Records for the task:
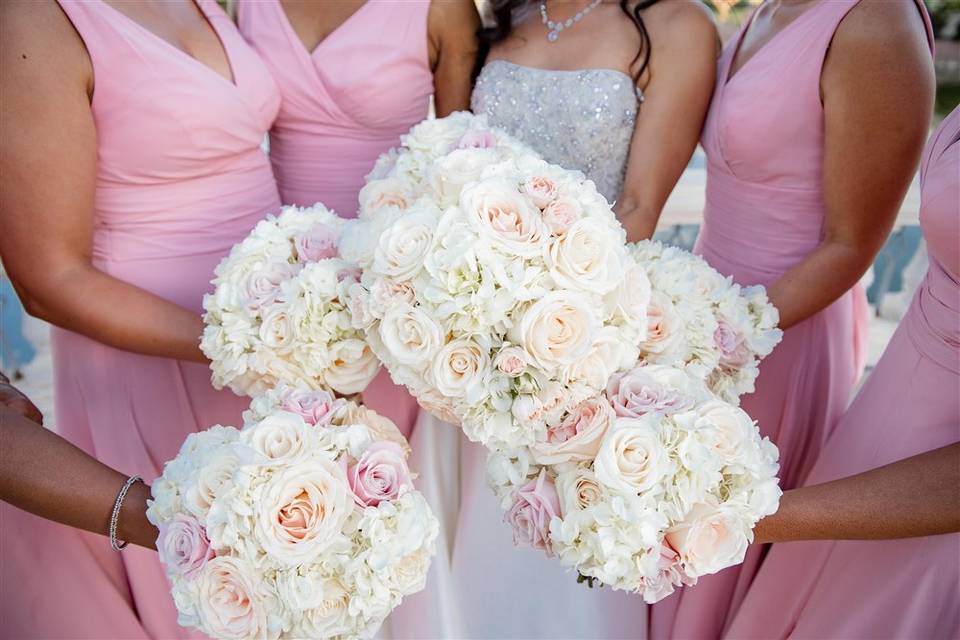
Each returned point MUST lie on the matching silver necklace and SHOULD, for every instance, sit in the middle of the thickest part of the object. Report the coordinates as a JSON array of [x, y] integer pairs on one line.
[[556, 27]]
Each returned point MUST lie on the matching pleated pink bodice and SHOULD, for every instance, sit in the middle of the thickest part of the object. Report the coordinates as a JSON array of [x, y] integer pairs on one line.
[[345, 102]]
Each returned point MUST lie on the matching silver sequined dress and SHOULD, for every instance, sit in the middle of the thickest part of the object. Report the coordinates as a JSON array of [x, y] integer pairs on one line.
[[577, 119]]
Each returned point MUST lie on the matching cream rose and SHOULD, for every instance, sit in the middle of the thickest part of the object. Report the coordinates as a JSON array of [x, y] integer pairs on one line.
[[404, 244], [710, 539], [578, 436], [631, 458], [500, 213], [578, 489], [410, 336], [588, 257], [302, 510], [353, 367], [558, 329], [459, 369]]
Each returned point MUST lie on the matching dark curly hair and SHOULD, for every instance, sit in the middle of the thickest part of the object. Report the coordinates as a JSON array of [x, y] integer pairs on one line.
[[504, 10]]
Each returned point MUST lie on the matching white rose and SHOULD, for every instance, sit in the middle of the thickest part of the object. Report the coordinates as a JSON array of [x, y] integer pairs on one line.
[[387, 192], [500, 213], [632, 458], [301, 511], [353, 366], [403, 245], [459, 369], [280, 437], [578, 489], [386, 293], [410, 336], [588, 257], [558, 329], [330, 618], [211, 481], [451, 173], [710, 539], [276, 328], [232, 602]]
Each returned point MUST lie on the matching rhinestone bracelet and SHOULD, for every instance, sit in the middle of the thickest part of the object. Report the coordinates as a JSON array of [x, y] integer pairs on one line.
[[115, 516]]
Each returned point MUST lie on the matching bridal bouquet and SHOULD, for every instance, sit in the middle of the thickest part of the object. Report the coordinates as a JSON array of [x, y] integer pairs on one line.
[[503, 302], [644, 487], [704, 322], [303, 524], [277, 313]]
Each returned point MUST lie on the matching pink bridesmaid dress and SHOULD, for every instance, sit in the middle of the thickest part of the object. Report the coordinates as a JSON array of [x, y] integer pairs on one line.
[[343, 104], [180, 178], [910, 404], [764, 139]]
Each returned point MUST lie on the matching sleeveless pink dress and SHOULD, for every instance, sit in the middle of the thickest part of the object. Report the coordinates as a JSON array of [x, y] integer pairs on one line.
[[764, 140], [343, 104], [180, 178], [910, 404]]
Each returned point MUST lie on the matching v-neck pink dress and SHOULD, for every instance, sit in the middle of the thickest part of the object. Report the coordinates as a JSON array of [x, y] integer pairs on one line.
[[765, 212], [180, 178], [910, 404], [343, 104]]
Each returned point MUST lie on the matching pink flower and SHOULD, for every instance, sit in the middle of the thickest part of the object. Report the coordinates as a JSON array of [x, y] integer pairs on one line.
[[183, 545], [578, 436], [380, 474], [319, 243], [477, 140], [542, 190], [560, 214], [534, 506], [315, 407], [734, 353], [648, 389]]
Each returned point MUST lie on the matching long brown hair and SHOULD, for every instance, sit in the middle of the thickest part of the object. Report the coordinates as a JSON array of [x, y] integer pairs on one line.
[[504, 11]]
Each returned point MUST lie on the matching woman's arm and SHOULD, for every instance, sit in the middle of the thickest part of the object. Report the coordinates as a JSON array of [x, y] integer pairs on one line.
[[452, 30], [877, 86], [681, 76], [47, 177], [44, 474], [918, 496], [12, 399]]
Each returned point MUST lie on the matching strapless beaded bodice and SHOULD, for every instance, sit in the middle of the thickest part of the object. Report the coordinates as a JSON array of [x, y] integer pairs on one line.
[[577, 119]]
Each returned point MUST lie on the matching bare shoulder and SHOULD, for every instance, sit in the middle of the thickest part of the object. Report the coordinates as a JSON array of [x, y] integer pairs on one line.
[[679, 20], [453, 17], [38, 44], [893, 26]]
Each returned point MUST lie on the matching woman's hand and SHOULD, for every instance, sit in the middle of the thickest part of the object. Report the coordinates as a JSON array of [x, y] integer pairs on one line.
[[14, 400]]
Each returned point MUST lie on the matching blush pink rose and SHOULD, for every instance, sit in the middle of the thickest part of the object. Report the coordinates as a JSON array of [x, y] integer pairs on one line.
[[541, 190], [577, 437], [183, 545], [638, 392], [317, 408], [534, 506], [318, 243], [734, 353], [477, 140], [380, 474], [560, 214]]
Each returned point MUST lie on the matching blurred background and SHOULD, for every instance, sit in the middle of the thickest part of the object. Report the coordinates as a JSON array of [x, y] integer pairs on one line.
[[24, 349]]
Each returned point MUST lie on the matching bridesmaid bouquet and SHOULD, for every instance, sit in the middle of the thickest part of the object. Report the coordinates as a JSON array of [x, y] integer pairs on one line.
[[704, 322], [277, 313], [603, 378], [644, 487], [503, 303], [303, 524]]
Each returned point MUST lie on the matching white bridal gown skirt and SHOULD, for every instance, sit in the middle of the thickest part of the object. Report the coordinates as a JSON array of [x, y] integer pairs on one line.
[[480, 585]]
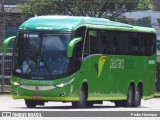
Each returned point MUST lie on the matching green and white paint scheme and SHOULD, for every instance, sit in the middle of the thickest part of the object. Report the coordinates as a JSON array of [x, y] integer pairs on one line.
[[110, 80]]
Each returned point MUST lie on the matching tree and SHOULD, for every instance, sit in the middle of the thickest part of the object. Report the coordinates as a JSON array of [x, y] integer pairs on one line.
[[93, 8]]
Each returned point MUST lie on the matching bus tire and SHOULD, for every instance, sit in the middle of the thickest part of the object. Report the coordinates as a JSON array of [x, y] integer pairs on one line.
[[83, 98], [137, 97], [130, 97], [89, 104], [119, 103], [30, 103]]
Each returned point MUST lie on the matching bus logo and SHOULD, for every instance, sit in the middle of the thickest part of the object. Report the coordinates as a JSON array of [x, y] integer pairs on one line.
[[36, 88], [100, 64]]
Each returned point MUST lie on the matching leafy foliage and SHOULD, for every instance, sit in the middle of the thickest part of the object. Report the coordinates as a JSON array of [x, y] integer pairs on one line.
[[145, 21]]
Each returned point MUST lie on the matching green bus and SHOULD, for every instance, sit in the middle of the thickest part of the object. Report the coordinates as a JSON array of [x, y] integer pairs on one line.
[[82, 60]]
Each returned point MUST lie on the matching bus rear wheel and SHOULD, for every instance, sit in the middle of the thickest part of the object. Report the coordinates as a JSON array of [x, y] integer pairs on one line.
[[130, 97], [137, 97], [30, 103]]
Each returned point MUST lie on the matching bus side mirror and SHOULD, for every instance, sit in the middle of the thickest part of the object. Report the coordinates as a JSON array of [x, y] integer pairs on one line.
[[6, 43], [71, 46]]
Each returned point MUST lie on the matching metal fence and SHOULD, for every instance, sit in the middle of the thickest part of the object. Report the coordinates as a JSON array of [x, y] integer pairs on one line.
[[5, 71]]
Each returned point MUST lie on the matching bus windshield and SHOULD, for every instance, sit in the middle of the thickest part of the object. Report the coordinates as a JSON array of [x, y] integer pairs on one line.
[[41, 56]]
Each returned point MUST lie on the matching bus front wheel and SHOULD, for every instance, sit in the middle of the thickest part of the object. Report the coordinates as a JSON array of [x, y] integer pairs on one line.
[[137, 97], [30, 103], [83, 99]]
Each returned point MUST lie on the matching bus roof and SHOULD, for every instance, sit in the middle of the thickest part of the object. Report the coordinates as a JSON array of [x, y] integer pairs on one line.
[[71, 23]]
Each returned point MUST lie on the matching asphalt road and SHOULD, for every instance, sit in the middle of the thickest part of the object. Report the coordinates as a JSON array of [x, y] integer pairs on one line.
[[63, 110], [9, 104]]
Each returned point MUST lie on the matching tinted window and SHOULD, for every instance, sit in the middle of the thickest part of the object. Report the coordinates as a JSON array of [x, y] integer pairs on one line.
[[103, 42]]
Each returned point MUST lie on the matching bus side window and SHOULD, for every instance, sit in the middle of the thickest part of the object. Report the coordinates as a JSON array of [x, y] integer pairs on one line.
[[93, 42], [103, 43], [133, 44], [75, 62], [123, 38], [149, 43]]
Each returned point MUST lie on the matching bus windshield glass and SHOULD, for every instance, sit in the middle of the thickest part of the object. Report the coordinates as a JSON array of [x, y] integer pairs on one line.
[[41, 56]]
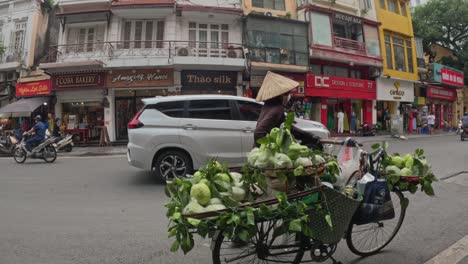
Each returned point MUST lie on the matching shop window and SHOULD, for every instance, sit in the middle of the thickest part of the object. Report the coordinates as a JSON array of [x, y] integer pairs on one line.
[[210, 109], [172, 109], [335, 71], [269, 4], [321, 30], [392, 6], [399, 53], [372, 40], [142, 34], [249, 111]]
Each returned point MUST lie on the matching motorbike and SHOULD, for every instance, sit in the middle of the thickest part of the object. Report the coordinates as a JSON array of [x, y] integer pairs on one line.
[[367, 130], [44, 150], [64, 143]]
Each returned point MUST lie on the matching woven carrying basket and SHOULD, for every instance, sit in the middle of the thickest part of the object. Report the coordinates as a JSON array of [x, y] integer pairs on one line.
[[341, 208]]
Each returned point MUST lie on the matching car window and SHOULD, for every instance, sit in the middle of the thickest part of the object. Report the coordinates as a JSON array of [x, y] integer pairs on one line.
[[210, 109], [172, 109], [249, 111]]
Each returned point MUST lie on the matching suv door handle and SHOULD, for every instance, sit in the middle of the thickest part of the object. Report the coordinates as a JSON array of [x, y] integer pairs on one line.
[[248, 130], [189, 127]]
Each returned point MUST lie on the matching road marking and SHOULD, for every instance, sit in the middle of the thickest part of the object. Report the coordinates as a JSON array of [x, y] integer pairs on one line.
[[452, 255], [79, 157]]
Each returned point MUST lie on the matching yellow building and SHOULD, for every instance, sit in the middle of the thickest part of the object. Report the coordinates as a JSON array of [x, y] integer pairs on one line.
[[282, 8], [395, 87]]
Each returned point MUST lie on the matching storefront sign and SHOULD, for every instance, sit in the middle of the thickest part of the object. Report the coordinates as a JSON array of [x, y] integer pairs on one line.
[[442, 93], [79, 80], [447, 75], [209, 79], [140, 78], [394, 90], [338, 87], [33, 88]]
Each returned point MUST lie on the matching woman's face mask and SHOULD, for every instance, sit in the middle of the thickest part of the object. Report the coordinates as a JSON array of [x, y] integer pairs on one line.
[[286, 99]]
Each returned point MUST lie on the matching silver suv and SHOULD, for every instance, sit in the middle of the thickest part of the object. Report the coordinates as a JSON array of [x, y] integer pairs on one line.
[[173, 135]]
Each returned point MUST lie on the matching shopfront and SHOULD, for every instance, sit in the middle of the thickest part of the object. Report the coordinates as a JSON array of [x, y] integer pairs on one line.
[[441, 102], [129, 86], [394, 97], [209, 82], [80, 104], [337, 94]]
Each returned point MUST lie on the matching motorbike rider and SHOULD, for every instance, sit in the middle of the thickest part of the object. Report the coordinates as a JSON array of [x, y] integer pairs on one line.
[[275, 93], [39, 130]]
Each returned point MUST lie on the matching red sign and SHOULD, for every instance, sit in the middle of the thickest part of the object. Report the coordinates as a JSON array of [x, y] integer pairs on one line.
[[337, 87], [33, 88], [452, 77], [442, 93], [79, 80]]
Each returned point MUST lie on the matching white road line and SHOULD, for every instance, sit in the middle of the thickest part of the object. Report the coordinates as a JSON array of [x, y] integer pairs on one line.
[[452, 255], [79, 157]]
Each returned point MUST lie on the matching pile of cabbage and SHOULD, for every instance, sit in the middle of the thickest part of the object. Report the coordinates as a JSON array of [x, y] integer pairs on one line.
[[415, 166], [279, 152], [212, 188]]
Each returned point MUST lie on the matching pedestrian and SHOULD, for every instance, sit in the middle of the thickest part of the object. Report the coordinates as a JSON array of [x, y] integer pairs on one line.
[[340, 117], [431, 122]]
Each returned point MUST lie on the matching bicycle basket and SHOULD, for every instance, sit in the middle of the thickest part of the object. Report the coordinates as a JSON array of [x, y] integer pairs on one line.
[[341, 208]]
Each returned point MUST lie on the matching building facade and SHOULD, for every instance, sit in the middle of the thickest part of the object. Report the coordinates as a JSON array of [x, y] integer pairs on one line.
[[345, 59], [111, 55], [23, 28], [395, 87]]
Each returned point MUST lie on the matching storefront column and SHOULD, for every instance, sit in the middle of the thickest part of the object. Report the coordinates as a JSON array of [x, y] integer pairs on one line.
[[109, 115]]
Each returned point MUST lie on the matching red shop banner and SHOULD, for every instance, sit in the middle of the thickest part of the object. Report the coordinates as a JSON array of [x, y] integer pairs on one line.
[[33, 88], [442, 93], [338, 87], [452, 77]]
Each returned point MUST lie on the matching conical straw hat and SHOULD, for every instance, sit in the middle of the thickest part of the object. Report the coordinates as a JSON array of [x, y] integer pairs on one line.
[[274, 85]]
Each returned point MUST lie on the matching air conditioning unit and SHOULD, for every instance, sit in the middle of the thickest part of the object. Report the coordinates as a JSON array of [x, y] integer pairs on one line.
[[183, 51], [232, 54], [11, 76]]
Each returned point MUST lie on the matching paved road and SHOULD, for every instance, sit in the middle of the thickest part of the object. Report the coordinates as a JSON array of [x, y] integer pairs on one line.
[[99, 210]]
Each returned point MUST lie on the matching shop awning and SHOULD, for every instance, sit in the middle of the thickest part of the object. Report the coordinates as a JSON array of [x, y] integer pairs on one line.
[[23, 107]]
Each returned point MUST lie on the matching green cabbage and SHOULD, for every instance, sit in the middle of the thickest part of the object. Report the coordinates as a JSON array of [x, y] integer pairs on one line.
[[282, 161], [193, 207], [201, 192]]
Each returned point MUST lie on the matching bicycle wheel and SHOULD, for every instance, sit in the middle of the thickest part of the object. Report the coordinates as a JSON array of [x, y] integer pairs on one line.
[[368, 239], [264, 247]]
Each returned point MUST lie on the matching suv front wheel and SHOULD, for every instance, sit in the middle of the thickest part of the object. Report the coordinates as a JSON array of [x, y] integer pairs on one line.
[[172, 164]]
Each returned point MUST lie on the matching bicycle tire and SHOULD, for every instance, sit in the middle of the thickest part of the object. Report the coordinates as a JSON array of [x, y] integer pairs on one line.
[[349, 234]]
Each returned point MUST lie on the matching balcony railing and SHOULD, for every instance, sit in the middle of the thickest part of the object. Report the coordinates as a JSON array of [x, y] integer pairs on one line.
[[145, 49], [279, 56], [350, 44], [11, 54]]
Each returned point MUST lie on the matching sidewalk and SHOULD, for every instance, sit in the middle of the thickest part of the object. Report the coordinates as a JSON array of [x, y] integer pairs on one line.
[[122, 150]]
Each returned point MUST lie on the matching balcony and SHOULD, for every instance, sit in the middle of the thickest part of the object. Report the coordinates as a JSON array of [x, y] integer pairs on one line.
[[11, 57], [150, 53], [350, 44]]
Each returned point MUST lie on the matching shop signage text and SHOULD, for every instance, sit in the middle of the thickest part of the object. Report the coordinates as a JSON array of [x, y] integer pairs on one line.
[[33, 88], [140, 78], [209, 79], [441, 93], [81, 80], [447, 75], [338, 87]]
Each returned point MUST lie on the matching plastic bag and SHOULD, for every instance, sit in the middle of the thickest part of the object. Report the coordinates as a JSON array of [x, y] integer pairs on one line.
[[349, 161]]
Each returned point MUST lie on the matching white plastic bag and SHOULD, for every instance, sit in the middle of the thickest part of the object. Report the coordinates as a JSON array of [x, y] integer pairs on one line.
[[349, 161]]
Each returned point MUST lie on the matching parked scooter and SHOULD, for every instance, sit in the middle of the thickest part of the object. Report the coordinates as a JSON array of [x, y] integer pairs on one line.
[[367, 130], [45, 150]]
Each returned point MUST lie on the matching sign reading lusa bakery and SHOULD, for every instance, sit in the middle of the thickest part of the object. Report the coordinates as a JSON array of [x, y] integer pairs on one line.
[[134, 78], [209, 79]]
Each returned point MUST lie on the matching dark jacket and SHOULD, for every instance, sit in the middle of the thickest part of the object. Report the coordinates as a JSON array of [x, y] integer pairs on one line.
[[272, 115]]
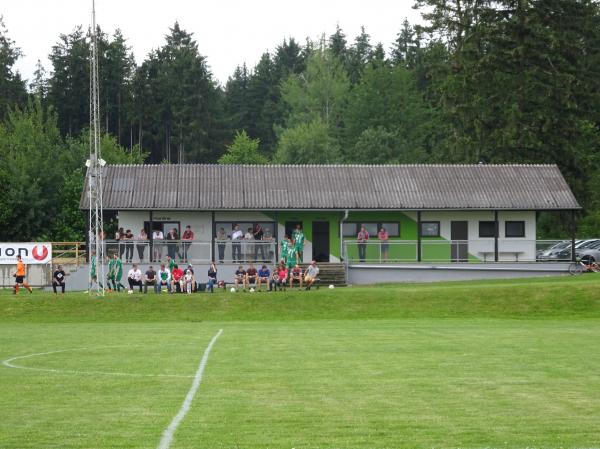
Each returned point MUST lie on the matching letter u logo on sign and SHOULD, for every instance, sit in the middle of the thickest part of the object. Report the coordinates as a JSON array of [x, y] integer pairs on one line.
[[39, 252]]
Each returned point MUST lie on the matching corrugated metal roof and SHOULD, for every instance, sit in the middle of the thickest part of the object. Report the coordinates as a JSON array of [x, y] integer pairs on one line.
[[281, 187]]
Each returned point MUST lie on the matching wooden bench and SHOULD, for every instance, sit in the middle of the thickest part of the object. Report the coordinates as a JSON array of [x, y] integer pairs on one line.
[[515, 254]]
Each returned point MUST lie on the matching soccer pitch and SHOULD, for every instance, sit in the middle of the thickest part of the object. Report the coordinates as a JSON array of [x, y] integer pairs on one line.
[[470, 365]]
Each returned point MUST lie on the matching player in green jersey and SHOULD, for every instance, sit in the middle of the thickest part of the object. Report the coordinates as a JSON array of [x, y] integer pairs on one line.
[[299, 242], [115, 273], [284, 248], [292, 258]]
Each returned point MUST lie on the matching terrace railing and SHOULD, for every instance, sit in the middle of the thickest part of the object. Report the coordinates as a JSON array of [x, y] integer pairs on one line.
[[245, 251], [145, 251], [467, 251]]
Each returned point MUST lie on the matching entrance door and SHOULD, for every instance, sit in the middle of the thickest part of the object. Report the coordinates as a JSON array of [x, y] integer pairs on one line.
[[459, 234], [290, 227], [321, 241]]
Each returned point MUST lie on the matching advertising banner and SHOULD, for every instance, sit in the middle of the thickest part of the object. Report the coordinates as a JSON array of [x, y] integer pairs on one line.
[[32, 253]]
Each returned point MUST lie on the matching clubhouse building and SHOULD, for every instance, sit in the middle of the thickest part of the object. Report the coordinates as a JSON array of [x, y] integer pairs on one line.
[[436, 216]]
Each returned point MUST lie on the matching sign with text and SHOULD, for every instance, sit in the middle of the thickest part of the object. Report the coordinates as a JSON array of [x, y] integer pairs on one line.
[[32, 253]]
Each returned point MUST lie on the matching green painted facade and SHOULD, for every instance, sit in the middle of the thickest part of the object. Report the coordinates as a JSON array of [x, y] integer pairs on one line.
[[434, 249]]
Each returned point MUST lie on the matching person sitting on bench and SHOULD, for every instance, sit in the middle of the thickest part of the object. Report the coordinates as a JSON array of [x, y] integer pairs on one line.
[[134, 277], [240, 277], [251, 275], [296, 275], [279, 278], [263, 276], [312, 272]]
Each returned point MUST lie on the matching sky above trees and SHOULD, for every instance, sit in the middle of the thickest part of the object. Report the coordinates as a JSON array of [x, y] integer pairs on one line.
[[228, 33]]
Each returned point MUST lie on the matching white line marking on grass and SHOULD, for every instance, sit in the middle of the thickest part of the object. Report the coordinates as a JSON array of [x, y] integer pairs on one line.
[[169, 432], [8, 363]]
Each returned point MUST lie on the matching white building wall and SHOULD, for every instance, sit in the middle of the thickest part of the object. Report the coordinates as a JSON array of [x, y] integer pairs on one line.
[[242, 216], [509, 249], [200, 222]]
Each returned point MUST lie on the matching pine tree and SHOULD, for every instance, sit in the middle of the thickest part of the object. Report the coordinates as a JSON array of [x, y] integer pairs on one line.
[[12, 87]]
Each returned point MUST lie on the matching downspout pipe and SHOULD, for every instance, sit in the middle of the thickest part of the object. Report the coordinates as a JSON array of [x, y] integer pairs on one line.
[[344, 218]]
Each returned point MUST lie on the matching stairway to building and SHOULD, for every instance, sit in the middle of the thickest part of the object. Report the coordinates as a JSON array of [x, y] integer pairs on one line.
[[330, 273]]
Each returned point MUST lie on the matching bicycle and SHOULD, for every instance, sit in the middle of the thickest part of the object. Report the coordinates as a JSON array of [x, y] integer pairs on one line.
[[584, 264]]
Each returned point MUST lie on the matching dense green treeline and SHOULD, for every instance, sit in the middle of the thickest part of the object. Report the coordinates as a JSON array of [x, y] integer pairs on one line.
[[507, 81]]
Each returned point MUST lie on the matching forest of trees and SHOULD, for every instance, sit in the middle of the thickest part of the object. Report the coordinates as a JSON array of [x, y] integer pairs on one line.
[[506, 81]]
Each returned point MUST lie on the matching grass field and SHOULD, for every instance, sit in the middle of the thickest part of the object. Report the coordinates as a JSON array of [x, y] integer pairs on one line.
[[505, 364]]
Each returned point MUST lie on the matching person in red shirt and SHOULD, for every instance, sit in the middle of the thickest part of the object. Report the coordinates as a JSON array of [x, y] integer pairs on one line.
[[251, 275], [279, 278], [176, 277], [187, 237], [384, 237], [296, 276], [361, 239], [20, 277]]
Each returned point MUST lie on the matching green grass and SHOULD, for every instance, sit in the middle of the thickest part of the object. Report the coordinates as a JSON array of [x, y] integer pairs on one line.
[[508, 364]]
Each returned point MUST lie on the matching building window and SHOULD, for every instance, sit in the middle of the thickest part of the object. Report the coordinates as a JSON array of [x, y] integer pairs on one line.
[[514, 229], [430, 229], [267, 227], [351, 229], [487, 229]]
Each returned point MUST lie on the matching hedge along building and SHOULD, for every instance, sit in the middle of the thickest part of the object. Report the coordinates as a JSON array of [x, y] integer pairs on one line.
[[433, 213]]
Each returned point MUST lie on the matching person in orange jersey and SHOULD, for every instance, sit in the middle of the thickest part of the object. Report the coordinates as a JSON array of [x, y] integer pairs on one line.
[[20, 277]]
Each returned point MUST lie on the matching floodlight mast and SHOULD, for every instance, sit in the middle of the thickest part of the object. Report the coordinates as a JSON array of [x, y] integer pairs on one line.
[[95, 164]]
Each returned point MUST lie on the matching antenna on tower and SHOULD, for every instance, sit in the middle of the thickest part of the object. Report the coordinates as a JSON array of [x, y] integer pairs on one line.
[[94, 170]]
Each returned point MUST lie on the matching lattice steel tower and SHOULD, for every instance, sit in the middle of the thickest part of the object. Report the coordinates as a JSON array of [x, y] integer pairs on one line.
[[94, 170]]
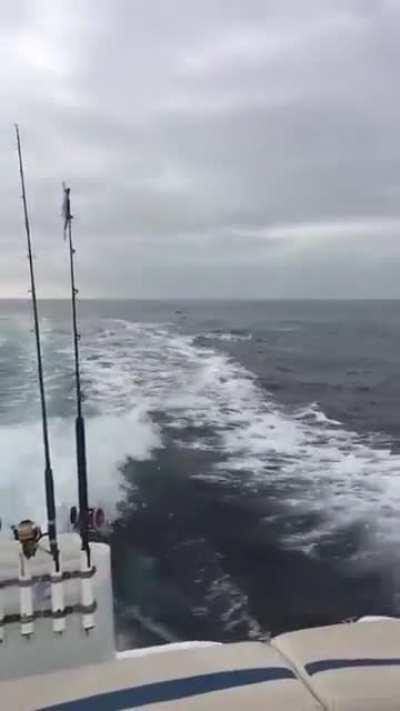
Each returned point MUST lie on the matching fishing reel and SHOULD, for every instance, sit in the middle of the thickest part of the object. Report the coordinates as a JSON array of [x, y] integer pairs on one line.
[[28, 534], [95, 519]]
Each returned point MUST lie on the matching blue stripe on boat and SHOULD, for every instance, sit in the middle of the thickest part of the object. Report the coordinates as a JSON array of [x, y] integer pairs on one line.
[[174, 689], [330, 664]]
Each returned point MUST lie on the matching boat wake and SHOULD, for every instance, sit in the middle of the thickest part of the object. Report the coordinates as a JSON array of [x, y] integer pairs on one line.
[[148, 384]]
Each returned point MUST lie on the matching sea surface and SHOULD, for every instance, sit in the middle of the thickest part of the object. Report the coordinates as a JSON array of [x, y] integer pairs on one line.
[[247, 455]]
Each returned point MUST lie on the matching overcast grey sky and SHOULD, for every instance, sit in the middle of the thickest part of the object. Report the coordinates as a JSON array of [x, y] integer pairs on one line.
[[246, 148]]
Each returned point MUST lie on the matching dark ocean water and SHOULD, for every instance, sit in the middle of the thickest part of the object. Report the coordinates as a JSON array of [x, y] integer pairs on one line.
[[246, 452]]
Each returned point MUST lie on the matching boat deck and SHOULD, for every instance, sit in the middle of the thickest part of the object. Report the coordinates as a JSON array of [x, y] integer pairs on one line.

Work required: Reproduce verbatim the lines of the data above, starting at the line that contains "Each returned point MUST lie on the matching white building" and ending at the line that contains "[[242, 216], [509, 249], [200, 222]]", both included.

Answer to the task:
Each returned point MUST lie on the matching white building wall and SHOULD, for every instance, sit in the middle of the thickest part of the object. Report the coordinates as a JSON array of [x, y] integer pairs on one line.
[[242, 216], [509, 249], [200, 222]]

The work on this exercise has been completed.